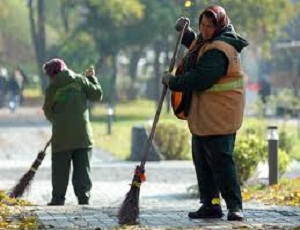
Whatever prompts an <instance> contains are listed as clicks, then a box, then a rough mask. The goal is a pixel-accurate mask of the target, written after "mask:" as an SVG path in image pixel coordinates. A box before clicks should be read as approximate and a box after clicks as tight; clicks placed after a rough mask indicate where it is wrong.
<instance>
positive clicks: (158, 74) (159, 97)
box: [153, 41, 162, 105]
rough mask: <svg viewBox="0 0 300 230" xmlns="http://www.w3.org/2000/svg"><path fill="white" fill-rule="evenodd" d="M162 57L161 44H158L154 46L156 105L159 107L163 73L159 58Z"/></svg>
mask: <svg viewBox="0 0 300 230" xmlns="http://www.w3.org/2000/svg"><path fill="white" fill-rule="evenodd" d="M160 55H161V47H160V42H159V41H158V42H156V43H155V44H154V63H153V65H154V75H155V76H154V78H155V86H156V87H155V91H156V92H155V98H156V104H157V105H158V103H159V99H160V91H161V85H162V84H161V75H162V73H161V71H160V63H159V58H160Z"/></svg>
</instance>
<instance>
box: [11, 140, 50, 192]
mask: <svg viewBox="0 0 300 230" xmlns="http://www.w3.org/2000/svg"><path fill="white" fill-rule="evenodd" d="M50 143H51V139H50V140H49V141H48V142H47V144H46V146H45V147H44V149H43V150H42V151H40V152H39V153H38V155H37V157H36V159H35V161H34V162H33V163H32V165H31V167H30V169H29V170H28V171H27V172H26V173H25V174H24V175H23V176H22V177H21V179H20V180H19V182H18V183H17V184H16V185H15V186H14V187H13V188H12V189H11V192H10V193H9V197H10V198H18V197H21V196H23V194H24V192H25V191H26V190H27V189H28V188H29V186H30V183H31V181H32V180H33V178H34V176H35V173H36V171H37V170H38V168H39V166H40V165H41V163H42V161H43V159H44V157H45V155H46V150H47V148H48V146H49V145H50Z"/></svg>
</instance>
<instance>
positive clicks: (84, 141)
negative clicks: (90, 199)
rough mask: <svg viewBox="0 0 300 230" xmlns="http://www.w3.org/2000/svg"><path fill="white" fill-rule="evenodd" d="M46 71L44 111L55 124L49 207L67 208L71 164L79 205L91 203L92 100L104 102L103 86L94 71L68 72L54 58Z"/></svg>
mask: <svg viewBox="0 0 300 230" xmlns="http://www.w3.org/2000/svg"><path fill="white" fill-rule="evenodd" d="M43 69H44V71H45V73H46V74H47V75H48V76H49V80H50V84H49V86H48V87H47V89H46V93H45V101H44V105H43V111H44V114H45V116H46V118H47V120H49V121H50V122H51V124H52V139H51V146H52V158H51V160H52V199H51V201H50V203H48V205H64V203H65V195H66V191H67V187H68V181H69V173H70V167H71V162H72V166H73V174H72V184H73V188H74V192H75V195H76V197H77V199H78V204H80V205H84V204H89V198H90V191H91V187H92V182H91V178H90V158H91V154H92V147H93V135H92V127H91V124H90V120H89V110H88V101H100V100H101V99H102V89H101V86H100V84H99V82H98V80H97V78H96V77H95V71H94V69H93V68H89V69H88V70H87V71H86V76H83V75H81V74H77V73H75V72H73V71H72V70H70V69H68V67H67V65H66V64H65V62H64V61H63V60H61V59H58V58H54V59H51V60H49V61H48V62H46V63H45V64H44V65H43Z"/></svg>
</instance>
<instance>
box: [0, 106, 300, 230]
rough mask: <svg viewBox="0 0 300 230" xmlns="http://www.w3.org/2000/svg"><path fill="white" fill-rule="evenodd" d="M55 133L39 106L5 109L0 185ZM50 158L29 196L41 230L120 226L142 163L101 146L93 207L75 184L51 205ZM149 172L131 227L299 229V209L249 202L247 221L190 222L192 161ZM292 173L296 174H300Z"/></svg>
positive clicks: (24, 162)
mask: <svg viewBox="0 0 300 230" xmlns="http://www.w3.org/2000/svg"><path fill="white" fill-rule="evenodd" d="M103 132H105V131H103ZM50 133H51V127H50V125H49V123H47V122H46V121H45V120H44V118H43V115H42V113H41V110H40V109H39V108H19V110H18V111H17V113H16V114H9V112H8V110H4V109H0V156H1V162H0V175H1V177H0V185H1V187H0V189H4V190H9V189H10V188H11V187H12V186H13V185H14V184H15V183H16V182H17V180H18V179H19V178H20V177H21V176H22V175H23V173H25V172H26V171H27V170H28V168H29V166H30V164H31V163H32V161H33V160H34V159H35V157H36V154H37V153H38V150H40V149H42V148H43V145H45V143H46V142H47V140H48V139H49V137H50ZM47 152H48V153H49V152H50V149H49V150H48V151H47ZM50 162H51V161H50V154H47V155H46V158H45V160H44V162H43V164H42V165H41V167H40V169H39V171H38V172H37V174H36V177H35V180H34V181H33V183H32V185H31V187H30V190H29V191H28V192H26V194H25V195H24V198H25V199H28V200H30V201H32V202H33V203H34V204H35V205H34V206H28V207H27V208H28V209H30V210H34V211H35V213H36V215H37V218H38V220H39V222H40V223H41V226H42V227H41V229H95V230H96V229H116V228H121V226H119V225H118V224H117V216H116V214H117V210H118V207H119V206H120V205H121V203H122V202H123V199H124V197H125V194H126V193H127V192H128V191H129V189H130V187H129V183H130V182H131V180H132V176H133V170H134V168H135V165H136V164H138V163H139V162H122V161H117V160H115V159H114V158H113V157H112V156H110V155H109V154H108V153H106V152H104V151H102V150H101V149H96V151H95V153H94V157H93V159H92V180H93V189H92V199H91V205H89V206H79V205H77V201H76V198H75V196H74V194H73V190H72V185H71V183H70V184H69V188H68V192H67V201H66V205H65V206H59V207H58V206H57V207H49V206H46V203H47V202H48V201H49V199H50V198H51V169H50ZM297 170H298V171H297ZM294 172H299V169H295V170H294ZM299 175H300V174H299ZM146 176H147V181H146V182H145V183H143V184H142V186H141V194H140V199H139V200H140V219H139V222H140V225H139V226H135V227H131V228H130V229H300V209H299V208H292V207H280V206H269V205H268V206H266V205H262V204H259V203H254V202H245V203H244V214H245V217H246V218H247V220H246V221H243V222H229V221H227V220H226V214H227V213H226V212H225V217H224V218H222V219H221V220H190V219H189V218H187V212H189V211H192V210H195V209H197V208H198V205H199V204H198V200H197V199H193V198H191V197H189V196H188V194H187V192H186V190H187V188H188V187H189V186H191V185H193V184H195V182H196V178H195V173H194V169H193V165H192V163H191V162H190V161H163V162H148V163H147V164H146ZM290 176H291V177H292V176H293V177H295V173H294V174H293V175H290ZM223 206H224V204H223ZM224 210H225V207H224ZM297 227H298V228H297Z"/></svg>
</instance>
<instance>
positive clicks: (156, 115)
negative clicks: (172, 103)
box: [118, 23, 188, 225]
mask: <svg viewBox="0 0 300 230" xmlns="http://www.w3.org/2000/svg"><path fill="white" fill-rule="evenodd" d="M187 26H188V23H185V25H184V27H183V29H182V31H181V33H179V35H178V38H177V42H176V45H175V49H174V52H173V57H172V59H171V61H170V65H169V72H170V73H172V72H173V69H174V66H175V61H176V58H177V55H178V52H179V48H180V44H181V40H182V37H183V33H184V31H185V30H186V28H187ZM167 89H168V87H167V86H166V85H164V86H163V89H162V93H161V96H160V100H159V103H158V107H157V110H156V113H155V117H154V120H153V124H152V128H151V132H150V135H149V136H148V139H147V142H146V145H145V149H144V152H143V155H142V160H141V163H140V165H137V166H136V168H135V171H134V176H133V179H132V183H131V187H130V190H129V192H128V193H127V194H126V196H125V200H124V201H123V203H122V205H121V207H120V208H119V211H118V223H119V224H121V225H124V224H127V225H134V224H137V218H138V217H139V212H140V210H139V196H140V186H141V183H142V182H143V181H145V180H146V177H145V164H146V160H147V157H148V152H149V149H150V146H151V144H152V140H153V136H154V132H155V128H156V125H157V123H158V120H159V116H160V112H161V109H162V104H163V101H164V98H165V95H166V92H167Z"/></svg>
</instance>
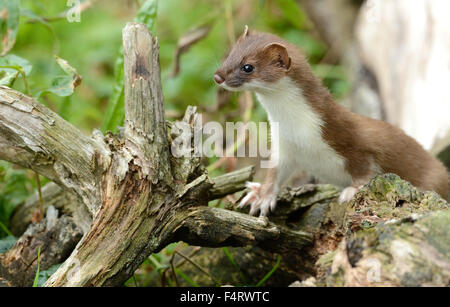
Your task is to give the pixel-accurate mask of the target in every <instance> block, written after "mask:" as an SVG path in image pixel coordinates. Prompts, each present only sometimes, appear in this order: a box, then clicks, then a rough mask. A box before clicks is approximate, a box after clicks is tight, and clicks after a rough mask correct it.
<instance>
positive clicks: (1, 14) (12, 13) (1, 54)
mask: <svg viewBox="0 0 450 307" xmlns="http://www.w3.org/2000/svg"><path fill="white" fill-rule="evenodd" d="M19 19H20V0H0V34H1V35H0V36H1V37H2V40H1V42H0V43H1V46H2V49H1V52H0V55H1V56H4V55H5V54H7V53H8V52H9V50H11V48H12V47H13V46H14V44H15V42H16V36H17V30H18V28H19Z"/></svg>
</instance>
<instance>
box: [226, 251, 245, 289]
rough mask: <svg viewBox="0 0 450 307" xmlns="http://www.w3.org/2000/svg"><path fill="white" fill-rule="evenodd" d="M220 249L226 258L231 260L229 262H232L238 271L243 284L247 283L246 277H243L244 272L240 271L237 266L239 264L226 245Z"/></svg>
mask: <svg viewBox="0 0 450 307" xmlns="http://www.w3.org/2000/svg"><path fill="white" fill-rule="evenodd" d="M222 250H223V251H224V253H225V255H226V256H227V257H228V259H229V260H230V261H231V263H232V264H233V266H234V267H235V268H236V271H237V272H238V273H239V276H240V277H241V280H242V281H243V282H244V284H246V285H247V284H248V282H247V278H245V276H244V273H242V271H241V269H240V268H239V265H238V264H237V263H236V261H235V260H234V257H233V255H232V254H231V253H230V251H229V250H228V248H226V247H222Z"/></svg>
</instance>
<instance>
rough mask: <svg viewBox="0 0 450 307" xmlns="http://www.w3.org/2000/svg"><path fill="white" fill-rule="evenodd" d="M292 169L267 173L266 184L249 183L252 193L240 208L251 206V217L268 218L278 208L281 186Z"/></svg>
mask: <svg viewBox="0 0 450 307" xmlns="http://www.w3.org/2000/svg"><path fill="white" fill-rule="evenodd" d="M290 170H292V168H288V167H284V166H281V165H280V166H279V167H277V168H271V169H269V170H268V171H267V176H266V180H265V182H264V184H262V185H261V184H260V183H256V182H247V184H246V186H247V188H249V189H250V192H249V193H248V194H247V195H246V196H245V197H244V198H243V199H242V201H241V202H240V204H239V206H238V208H242V207H244V206H245V205H247V204H251V208H250V215H257V214H258V212H259V215H260V216H267V215H268V214H269V212H270V211H272V212H273V211H274V210H275V207H276V201H277V194H278V192H279V190H280V187H281V185H282V184H283V183H284V181H286V179H287V177H289V175H290Z"/></svg>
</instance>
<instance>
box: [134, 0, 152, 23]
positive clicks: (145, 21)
mask: <svg viewBox="0 0 450 307" xmlns="http://www.w3.org/2000/svg"><path fill="white" fill-rule="evenodd" d="M157 12H158V0H147V1H145V2H144V4H143V5H142V6H141V7H140V9H139V11H138V12H137V15H136V18H135V21H136V22H142V23H144V24H145V25H146V26H147V29H148V30H149V31H152V30H153V27H154V26H155V23H156V15H157Z"/></svg>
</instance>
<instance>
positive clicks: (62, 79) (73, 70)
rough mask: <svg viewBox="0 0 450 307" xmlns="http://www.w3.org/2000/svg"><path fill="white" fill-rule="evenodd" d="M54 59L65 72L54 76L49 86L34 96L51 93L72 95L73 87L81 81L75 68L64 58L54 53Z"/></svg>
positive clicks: (60, 96) (62, 96)
mask: <svg viewBox="0 0 450 307" xmlns="http://www.w3.org/2000/svg"><path fill="white" fill-rule="evenodd" d="M55 59H56V62H57V63H58V65H59V67H61V69H62V70H63V71H64V72H65V73H66V74H65V75H60V76H56V77H54V78H53V80H52V82H51V86H50V88H48V89H46V90H43V91H40V92H39V93H37V94H36V95H35V96H37V97H41V96H42V95H44V94H47V93H53V94H55V95H57V96H60V97H67V96H70V95H72V94H73V91H74V89H75V87H77V86H78V85H79V84H80V83H81V80H82V78H81V76H80V75H79V74H78V73H77V70H76V69H75V68H73V67H72V66H70V64H69V63H68V62H67V61H66V60H64V59H62V58H60V57H58V56H56V55H55Z"/></svg>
++++
### What the exercise asks
Recast the records above, from their beginning through the line containing "box: [153, 41, 162, 105]", as a JSON list of strings with one string per line. Skip blank lines and leave out the pictures.

### Answer to this problem
[
  "Whatever prompts an <instance> contains are listed as clicks, then a box, then a rough mask. The goal is a pixel-accurate mask of the target, written after \"mask:\" as an SVG path in image pixel coordinates. A box before clicks should be read as approximate and a box after clicks as tight; clicks placed after a rough mask indicate where it is wrong.",
  "<instance>",
  "positive clicks: (158, 74) (159, 97)",
  "box: [153, 41, 162, 105]"
]